Job
Please quote only the lines that start at the one with "Target: pool table" and go on to the last line of the data, both ends kept.

Supplied records
--

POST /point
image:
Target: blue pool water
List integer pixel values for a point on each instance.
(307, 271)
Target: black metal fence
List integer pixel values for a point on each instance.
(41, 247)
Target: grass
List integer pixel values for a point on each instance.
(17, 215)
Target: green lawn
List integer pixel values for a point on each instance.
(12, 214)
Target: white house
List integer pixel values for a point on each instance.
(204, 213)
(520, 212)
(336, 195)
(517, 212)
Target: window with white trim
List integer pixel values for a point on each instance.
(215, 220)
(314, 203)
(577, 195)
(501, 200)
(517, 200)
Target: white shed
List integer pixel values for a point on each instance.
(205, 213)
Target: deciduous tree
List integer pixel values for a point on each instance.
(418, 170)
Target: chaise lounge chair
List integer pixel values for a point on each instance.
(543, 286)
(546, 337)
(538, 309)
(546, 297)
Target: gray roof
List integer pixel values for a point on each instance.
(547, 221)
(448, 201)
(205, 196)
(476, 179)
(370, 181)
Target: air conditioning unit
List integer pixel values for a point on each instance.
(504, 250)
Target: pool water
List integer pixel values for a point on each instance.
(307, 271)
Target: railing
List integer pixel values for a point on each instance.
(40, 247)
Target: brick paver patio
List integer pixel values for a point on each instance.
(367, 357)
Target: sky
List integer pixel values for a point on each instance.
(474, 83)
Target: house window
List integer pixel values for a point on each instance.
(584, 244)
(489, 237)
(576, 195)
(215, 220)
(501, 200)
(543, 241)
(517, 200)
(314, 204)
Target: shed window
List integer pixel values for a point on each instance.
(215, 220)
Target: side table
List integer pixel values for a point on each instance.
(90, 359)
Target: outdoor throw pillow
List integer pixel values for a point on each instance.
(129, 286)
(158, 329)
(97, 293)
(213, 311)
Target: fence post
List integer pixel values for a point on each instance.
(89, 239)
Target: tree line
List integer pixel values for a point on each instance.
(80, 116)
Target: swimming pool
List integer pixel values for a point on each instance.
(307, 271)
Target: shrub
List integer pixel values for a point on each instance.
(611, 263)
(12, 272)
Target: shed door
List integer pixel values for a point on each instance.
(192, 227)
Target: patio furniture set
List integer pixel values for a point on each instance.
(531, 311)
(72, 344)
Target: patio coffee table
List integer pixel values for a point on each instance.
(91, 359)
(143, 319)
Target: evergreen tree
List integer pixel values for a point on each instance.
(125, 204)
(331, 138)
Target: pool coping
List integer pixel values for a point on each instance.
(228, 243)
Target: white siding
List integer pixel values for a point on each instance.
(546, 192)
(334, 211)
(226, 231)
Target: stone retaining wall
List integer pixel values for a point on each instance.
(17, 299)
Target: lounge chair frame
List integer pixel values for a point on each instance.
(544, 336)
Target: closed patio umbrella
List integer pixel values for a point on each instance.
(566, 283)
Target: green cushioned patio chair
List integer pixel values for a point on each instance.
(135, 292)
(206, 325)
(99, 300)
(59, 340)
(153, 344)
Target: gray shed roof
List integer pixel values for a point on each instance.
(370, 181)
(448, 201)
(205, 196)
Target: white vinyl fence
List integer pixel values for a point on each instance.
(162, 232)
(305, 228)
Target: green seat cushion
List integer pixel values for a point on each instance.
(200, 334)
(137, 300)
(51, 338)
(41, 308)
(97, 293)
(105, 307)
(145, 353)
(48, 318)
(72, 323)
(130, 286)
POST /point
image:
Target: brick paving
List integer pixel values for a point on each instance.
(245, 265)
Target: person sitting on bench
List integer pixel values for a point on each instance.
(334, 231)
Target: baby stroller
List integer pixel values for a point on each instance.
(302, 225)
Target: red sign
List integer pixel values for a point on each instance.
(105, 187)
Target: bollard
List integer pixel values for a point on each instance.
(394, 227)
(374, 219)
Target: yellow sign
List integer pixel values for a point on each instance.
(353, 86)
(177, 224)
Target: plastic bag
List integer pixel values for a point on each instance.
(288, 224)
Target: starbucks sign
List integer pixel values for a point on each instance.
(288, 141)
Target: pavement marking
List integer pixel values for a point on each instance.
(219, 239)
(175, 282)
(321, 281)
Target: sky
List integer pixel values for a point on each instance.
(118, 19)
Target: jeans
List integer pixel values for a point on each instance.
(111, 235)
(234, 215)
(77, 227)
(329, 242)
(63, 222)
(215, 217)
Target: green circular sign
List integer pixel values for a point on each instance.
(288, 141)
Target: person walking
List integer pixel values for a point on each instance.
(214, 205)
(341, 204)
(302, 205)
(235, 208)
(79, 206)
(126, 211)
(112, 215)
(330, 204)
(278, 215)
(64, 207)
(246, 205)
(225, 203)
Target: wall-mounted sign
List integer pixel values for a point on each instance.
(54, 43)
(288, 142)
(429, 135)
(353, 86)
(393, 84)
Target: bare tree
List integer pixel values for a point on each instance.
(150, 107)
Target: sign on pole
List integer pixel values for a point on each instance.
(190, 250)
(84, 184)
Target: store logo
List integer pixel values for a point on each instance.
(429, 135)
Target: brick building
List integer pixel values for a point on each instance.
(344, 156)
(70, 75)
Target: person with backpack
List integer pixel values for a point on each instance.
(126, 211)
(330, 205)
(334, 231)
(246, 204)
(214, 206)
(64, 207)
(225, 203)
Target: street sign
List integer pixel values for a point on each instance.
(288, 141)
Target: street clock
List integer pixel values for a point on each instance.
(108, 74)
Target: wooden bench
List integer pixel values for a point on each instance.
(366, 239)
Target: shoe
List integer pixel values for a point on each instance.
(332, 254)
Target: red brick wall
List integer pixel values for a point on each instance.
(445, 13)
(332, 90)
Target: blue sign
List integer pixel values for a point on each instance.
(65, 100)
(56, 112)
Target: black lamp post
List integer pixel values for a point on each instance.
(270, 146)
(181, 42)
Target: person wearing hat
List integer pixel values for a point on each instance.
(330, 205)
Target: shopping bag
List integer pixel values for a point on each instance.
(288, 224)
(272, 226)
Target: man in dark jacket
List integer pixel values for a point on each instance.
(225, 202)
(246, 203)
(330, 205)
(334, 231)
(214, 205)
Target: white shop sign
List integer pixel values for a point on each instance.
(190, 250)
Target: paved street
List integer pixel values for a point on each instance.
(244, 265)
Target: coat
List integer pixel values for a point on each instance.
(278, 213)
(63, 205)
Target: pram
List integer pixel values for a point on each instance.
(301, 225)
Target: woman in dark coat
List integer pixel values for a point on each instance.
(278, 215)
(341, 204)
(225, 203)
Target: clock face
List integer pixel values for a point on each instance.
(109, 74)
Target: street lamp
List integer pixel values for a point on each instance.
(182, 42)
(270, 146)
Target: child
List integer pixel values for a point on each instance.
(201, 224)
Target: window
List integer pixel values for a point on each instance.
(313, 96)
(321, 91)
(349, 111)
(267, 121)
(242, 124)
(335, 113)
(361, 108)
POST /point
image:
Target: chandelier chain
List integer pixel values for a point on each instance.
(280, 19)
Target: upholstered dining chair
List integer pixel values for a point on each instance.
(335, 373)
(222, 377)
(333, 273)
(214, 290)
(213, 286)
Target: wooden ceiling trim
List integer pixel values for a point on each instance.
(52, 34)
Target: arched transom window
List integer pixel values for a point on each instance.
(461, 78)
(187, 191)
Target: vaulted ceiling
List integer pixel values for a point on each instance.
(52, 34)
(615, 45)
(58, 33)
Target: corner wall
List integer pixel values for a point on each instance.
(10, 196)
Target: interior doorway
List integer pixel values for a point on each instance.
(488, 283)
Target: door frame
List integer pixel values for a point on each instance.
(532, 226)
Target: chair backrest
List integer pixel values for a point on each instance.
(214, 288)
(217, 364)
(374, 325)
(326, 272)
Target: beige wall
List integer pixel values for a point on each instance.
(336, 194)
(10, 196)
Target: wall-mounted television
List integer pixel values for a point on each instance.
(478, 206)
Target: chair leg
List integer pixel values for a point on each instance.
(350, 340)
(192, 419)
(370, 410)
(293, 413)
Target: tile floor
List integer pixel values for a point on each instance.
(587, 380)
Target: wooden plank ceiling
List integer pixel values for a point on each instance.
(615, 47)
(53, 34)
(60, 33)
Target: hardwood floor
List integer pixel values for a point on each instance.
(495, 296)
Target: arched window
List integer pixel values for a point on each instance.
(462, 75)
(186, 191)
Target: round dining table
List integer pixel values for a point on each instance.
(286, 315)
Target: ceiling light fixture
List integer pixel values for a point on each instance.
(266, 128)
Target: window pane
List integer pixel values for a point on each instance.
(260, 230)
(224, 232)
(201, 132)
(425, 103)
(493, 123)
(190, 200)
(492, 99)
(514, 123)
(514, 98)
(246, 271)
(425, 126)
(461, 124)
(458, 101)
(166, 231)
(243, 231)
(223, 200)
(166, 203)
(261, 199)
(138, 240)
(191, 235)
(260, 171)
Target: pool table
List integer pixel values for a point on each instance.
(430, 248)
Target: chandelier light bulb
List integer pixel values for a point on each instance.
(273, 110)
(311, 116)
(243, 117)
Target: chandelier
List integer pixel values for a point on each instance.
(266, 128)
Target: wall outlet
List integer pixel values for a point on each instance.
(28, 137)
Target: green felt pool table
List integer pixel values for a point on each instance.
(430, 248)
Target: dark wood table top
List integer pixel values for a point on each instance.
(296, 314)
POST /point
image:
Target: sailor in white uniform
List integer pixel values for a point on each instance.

--

The response
Target: pool table
List integer pixel values for a point on each instance.
(430, 248)
Target: chandelier light bulb
List integer pixel values for a point on each instance.
(273, 110)
(311, 116)
(243, 117)
Target: chandelier
List integer pixel values for a point on each instance.
(266, 128)
Target: wall outlet
List integer pixel values for a point on each instance.
(28, 137)
Target: green felt pool table
List integer pixel values for a point on each instance.
(430, 248)
Target: dark wood table top
List integer pixel values for a point on each instance.
(296, 314)
POST /point
image:
Target: sailor in white uniform
List integer pixel values for a point on each instance.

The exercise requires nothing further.